[Materials provided]
■ ■ ■
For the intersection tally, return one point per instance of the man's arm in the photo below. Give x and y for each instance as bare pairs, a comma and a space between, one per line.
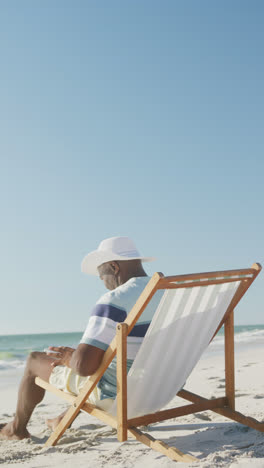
84, 360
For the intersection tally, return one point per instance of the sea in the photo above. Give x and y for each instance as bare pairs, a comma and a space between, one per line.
14, 349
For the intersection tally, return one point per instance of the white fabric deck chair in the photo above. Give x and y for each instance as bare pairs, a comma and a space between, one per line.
191, 311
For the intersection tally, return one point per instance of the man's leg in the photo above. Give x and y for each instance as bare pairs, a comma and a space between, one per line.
29, 395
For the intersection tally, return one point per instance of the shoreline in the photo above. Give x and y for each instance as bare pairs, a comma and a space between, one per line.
213, 439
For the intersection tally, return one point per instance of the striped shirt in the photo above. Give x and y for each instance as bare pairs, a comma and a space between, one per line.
111, 309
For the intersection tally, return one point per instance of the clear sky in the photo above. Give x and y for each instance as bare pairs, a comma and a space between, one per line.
141, 118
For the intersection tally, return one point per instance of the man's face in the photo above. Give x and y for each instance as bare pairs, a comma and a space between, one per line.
107, 273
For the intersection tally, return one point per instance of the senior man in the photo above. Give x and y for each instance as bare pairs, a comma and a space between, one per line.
118, 263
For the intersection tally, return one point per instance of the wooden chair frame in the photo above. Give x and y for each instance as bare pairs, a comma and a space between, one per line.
128, 427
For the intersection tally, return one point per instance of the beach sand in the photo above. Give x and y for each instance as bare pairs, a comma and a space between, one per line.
213, 439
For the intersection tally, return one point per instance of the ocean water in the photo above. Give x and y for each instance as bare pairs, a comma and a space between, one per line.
14, 349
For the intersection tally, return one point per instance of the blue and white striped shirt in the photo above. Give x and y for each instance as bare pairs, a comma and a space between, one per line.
112, 308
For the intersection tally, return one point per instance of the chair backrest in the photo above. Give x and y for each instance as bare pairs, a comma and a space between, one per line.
186, 319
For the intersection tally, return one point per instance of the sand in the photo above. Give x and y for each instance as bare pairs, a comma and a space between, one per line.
213, 439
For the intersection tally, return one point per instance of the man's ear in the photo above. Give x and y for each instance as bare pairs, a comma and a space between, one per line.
115, 267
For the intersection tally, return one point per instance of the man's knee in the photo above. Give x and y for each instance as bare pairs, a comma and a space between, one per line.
33, 359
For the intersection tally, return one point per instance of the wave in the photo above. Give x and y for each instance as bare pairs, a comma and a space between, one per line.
10, 365
252, 336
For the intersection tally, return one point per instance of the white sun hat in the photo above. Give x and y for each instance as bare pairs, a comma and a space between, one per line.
114, 248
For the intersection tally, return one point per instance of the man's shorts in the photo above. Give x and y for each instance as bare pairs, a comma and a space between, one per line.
65, 379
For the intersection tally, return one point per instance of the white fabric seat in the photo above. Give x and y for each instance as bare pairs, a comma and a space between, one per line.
181, 329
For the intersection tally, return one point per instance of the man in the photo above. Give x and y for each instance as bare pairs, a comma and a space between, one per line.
118, 263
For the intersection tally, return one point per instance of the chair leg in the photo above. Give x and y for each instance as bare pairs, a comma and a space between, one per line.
230, 360
121, 379
159, 446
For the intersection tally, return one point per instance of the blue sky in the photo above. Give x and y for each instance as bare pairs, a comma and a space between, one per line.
140, 118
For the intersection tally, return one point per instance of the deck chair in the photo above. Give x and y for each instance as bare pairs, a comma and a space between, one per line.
191, 310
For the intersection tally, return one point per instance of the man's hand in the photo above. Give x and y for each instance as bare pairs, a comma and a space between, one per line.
61, 354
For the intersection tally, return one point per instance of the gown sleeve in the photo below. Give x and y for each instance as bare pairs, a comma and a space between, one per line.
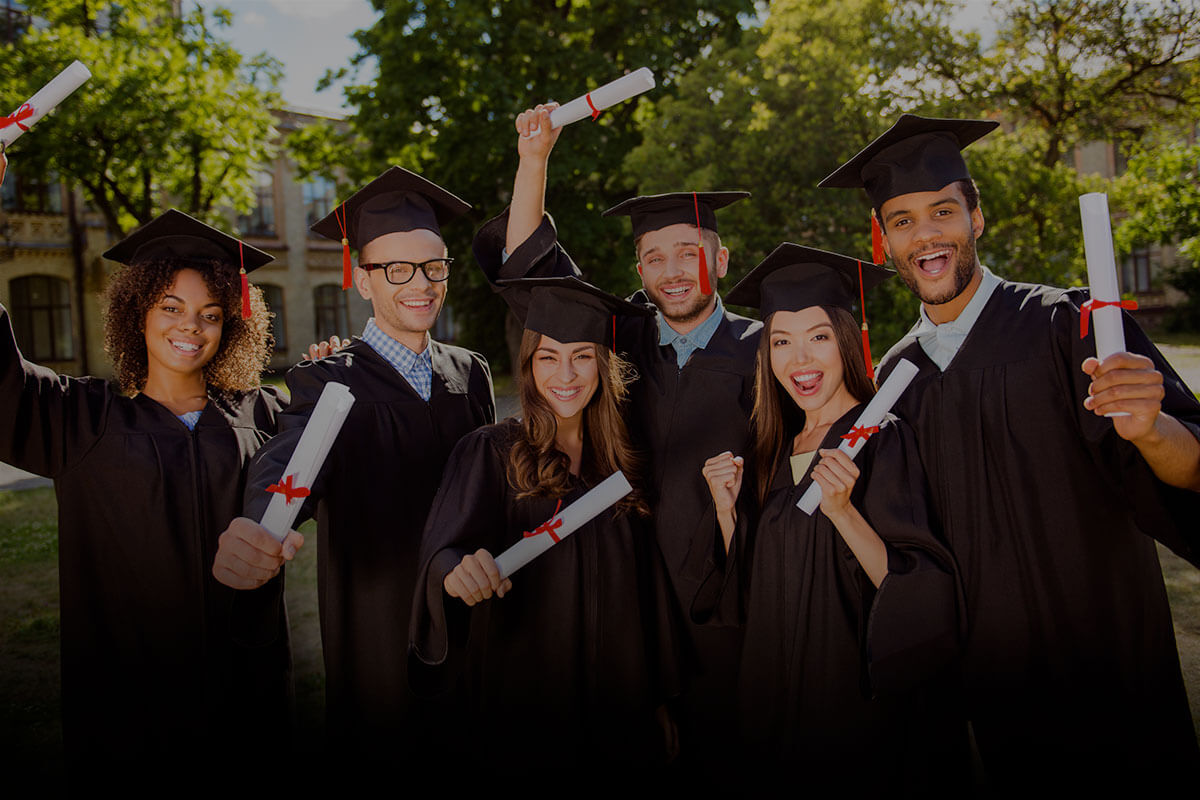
■ ■ ■
Quote the listing above in full, except for the pictures.

[Worked solution]
For the intersection tally, return one point per instance of the man's arm in the photo below. Give x and y for each instance as bare pairs, a comma and a space between, one per line.
84, 360
For the intersection tally, return one point per instance of the sea in the photo above. Give x and y for each instance as bare pairs, a comma and a space between, one per line.
14, 349
For the intersection tally, return one point per instance of the white fabric deck chair in the photo above. Give x and y for each instance as bare pairs, a comma and a space between, one per line.
191, 311
For the intersection tally, return one point per instance of the man's leg in the photo above. Give x and y for each instance as bare pairs, a comma and a space between, one per line.
29, 395
For the intersection tally, return one point per instance of the shoreline in the photo above. Give x and y for each instance as bare pairs, a comma and a space between, one per line.
213, 439
For the intersection tally, return one point per instance of the striped shirt in the photo above. Give x and y for each instance as bare pairs, a comma and a space between, one per line.
111, 309
For the intersection tally, return one point per instance of the clear sky in the photo above. Give x and y for each instance as bare pairs, a comma and a space between, one per line.
141, 118
For the intersection tally, return one point per instance of the man's face in the photo above. Give x and y for each instance as bare pairs, a comma and a space between, one per line.
107, 273
For the intersection tally, return one point per instance of the senior man in the photo above. Give x and y for each instance as bare pairs, a comma and a space between, one per line.
118, 263
For the intersection tally, return one point per instance of the wooden chair frame in the photo above. Give x and y for each instance as bare pairs, a comma and a space between, one per line.
128, 427
For the intersection tally, return one point per instance of the beach sand in the photo above. Give x and y for each instance as bare pairs, a comma and a space between, one per line.
213, 439
For the intersection tally, return one point per instance of the ocean water in the photo above. Give x and y for each instance as bare pairs, a comma and a space between, one per line.
14, 349
For the intersection tally, return one point per instance of the blue and white striped shirt in the photo above. Give x and y for each instance as bare pairs, a comma and a space between, one per line.
112, 308
For the intersection tally, return one point per instance of the chair backrest in the photo above. Give x and y for each instance as bare pairs, a comma and a space between, one per line.
186, 319
For the intersection tally, return one point per instance of the sand in the photo above. Give x and y for each instance as bare pairs, a comma and a space between, one per line.
213, 439
For the intersection tally, return one point per instance of the man's ear in the photo above. Give x and y for each instance as bare pairs, a comma and a space between, one per line.
115, 267
For the intersection tally, return one point per instance of the man's knee in the photo above. Give x and y for each instance as bare pairs, a comma and a space between, one per line.
33, 359
For the intersection tally, return one point per instance of the wave in the photo above. Give x and y for each instance as bare pairs, a comma and a space between, one per line.
10, 365
252, 336
For the intersection tally, return one point per instance of the white sun hat in the photo above. Give x and y for each instance as bare pairs, a comma and a space between, one per line.
114, 248
For the intersection tally, return one point per instance of the man's shorts in the photo above. Give x and y for each instance as bare pairs, a comma and a space between, one per line.
65, 379
For the intersection tally, return one point per instance of the white fabric seat in the photo above. Give x and y for each instance as bare pairs, a comma and a space between, one per line.
181, 329
For the intersection tally, return one point per instance of the man in the photo above. Give x and y for each instance as bare pairs, a comma and a space between, one per line.
118, 263
For the intersection tally, return one point per instance of the chair leg in the photo above. Give x and y for each instance as bare pairs, a comma and a space between, one per line.
230, 360
121, 379
159, 446
For the intersection tally, return one point per instance of the blue sky in the photo above. Give x and y for each instance as bare pairs, a comma and a space between, one per line.
140, 118
For the intersection tally, return one point per instance of the deck chair in the photo above. Give x and y for each instance as bare pairs, a comma and a space between, one per line.
191, 310
For the intersection tally, return one point per instance of the man's hand in the photo above. Give x and y for each instance as bare pairs, a comma and a space between, one per line.
61, 354
For the intersection tally, return one point per instance of the gown sleeve in the photo below. Give x and y for each instance as bare pairs, a comma and a space between, one per line.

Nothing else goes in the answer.